Data shown –
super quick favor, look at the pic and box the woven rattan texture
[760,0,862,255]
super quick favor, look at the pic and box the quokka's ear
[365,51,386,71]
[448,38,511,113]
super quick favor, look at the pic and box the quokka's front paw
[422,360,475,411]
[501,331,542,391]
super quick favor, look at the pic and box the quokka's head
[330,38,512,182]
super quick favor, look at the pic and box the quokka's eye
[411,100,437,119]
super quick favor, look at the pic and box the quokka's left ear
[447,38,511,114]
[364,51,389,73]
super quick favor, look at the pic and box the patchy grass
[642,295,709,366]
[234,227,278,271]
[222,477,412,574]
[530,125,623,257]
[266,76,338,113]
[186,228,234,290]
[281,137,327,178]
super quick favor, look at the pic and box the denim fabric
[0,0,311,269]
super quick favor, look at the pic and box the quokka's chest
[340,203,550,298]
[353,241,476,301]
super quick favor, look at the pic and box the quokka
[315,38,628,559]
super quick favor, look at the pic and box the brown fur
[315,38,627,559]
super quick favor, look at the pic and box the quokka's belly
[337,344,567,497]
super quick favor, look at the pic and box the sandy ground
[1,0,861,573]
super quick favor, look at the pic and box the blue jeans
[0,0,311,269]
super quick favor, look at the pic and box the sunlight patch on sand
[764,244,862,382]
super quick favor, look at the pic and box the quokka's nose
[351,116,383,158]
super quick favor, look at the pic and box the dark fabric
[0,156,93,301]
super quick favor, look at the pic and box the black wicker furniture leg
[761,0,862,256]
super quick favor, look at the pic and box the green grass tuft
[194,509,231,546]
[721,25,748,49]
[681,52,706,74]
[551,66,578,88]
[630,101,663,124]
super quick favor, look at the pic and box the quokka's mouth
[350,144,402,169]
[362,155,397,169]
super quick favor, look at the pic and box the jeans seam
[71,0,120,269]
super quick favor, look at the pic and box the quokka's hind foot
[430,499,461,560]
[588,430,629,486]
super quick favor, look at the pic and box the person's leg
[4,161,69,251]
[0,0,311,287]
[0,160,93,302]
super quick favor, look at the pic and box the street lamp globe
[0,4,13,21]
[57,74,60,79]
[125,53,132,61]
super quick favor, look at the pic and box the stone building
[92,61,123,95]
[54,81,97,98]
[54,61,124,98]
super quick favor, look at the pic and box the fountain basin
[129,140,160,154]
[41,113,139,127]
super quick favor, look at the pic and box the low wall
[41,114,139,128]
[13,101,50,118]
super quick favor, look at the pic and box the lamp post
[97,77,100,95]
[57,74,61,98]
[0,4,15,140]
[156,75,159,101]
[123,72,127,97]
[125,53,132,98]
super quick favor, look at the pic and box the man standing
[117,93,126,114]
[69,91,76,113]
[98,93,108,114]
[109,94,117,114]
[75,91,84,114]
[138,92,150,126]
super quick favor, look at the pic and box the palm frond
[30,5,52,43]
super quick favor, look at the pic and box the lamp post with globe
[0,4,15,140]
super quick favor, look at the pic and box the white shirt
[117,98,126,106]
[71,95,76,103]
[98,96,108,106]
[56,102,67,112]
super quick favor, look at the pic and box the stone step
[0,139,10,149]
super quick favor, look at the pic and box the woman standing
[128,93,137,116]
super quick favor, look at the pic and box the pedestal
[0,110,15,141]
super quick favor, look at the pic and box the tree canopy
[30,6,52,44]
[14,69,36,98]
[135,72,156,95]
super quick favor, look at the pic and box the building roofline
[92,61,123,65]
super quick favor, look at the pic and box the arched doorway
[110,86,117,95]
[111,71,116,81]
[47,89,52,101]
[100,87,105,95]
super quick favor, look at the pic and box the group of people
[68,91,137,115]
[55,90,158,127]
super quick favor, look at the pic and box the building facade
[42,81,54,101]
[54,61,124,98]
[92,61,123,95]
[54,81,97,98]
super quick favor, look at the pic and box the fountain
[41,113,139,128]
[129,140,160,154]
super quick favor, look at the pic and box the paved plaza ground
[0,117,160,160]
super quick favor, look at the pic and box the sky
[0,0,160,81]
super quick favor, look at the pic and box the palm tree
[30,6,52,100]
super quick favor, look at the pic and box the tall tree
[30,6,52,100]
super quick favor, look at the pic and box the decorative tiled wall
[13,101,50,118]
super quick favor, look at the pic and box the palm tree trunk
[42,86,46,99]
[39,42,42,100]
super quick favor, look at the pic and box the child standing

Exercise requirements –
Take the line that contains "super quick favor, look at the pic and box the group" and each line after it down to the last of the records, and retype them exactly; add nothing else.

Written solution –
super quick favor, look at the pic and box the group of people
[68,91,137,115]
[55,90,158,127]
super quick favor, look at the pic and box the building facade
[42,81,54,101]
[54,61,124,98]
[92,61,123,95]
[54,81,97,98]
super quick favor, look at the pic and box the fountain
[41,113,139,128]
[129,140,160,154]
super quick favor, look at the pic and box the paved plaza ground
[0,117,160,160]
super quick favor, look at the pic and box the sky
[0,0,160,81]
super quick favor, look at the pic and box the palm tree
[30,6,52,100]
super quick favor, look at the pic and box the tall tree
[30,6,52,100]
super quick favor, look at the pic and box the decorative tiled wall
[13,101,50,118]
super quick favor, look at the pic and box the palm tree trunk
[42,86,46,99]
[39,42,42,100]
super quick favor, look at the pic and box the child standing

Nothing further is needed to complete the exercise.